== Given data

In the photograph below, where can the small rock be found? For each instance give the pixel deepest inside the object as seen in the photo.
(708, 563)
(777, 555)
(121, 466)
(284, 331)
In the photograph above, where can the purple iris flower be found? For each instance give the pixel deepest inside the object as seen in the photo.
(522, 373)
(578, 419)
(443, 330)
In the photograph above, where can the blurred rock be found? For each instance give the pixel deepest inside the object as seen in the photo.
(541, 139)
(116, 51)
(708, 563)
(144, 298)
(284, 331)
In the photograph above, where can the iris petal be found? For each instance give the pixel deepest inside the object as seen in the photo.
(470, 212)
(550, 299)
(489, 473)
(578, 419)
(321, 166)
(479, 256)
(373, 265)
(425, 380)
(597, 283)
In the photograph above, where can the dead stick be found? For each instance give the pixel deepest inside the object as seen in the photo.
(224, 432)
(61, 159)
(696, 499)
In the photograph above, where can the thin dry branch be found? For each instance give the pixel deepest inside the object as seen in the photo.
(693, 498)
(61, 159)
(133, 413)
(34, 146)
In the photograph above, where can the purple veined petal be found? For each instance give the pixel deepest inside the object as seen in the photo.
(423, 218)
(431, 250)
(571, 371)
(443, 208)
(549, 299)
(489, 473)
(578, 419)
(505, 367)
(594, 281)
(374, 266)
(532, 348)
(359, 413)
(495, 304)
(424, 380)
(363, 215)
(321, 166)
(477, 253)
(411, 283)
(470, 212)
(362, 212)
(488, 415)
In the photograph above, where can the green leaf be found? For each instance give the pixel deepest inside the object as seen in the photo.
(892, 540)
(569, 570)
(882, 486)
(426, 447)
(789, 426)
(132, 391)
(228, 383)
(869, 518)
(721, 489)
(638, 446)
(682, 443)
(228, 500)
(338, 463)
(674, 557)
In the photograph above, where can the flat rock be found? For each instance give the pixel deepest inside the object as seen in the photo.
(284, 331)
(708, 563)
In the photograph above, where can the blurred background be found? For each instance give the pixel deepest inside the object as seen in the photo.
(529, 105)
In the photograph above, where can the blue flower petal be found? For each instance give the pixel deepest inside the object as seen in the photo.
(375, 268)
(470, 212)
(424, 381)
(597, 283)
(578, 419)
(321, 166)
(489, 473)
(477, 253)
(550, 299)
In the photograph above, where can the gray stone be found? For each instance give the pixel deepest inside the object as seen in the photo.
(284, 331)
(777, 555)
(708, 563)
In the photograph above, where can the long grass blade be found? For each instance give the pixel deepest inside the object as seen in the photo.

====

• The problem: Transcribe all the entries exactly, as they stand.

• Output for this task:
In the photograph below, where can the small rock be found? For each instance give the pixel deepest inside the object as seen in the photo.
(708, 563)
(777, 555)
(121, 466)
(284, 331)
In the photograph above, where can the purple iris flower be found? For each instance give the pixel deepest inside the object as seen in the photo.
(522, 373)
(578, 419)
(443, 330)
In the photograph above, where can the blurred rock be found? For each instance give the pixel deepest inside the object as seen in the photo.
(541, 139)
(116, 51)
(708, 563)
(144, 298)
(284, 331)
In the photograph above, where can the iris petal be found? For each instance give the pixel deepest inside the object as seen in the photo.
(470, 212)
(550, 299)
(489, 473)
(578, 419)
(321, 166)
(479, 256)
(373, 265)
(425, 380)
(597, 283)
In the photograph above, where can the dead stick be found? For each instance give the pixel deepest inside the object as seen in the photo.
(224, 432)
(61, 159)
(696, 499)
In the photograph above, where can the thin dry branch be found? For each instance give the pixel deepest inside the object as seen in the photo.
(693, 498)
(61, 159)
(133, 413)
(34, 146)
In the photograph above, where can the purple veined petal be found? For each instance give the pixel deepest inside the object as seen in the photo.
(423, 218)
(431, 250)
(571, 371)
(443, 208)
(549, 299)
(489, 473)
(578, 419)
(505, 367)
(594, 281)
(374, 266)
(532, 348)
(359, 413)
(495, 304)
(424, 380)
(363, 215)
(321, 166)
(477, 253)
(411, 283)
(470, 212)
(362, 212)
(488, 415)
In the photograph above, where can the green leaf be found? For each instance give the pixel deepest inside the object as seen in the photo.
(892, 540)
(569, 570)
(882, 486)
(426, 447)
(789, 426)
(132, 391)
(228, 383)
(869, 518)
(721, 489)
(638, 446)
(682, 443)
(228, 500)
(338, 463)
(674, 557)
In the photograph above, where can the flat rock be found? For each instance give the pixel deepest inside the object as seen in the photo.
(284, 331)
(708, 563)
In the photograph above, where can the blurred background be found? For each instance give the pixel deepest inside the object as seen in the photo.
(529, 105)
In the photograph above, where can the blue flower petal be found? For each instance give the pixel deepest inside the object as seen in the photo.
(375, 268)
(470, 212)
(424, 381)
(597, 283)
(578, 419)
(321, 166)
(489, 473)
(477, 253)
(550, 299)
In the photograph above, where can the gray stone be found? For each instance give the pixel deepest inside the object as seen in the photo.
(284, 331)
(777, 555)
(708, 563)
In the photograph above, where can the long grass blade be found? For each instance give the pixel deepest inside the object as seen in the photo.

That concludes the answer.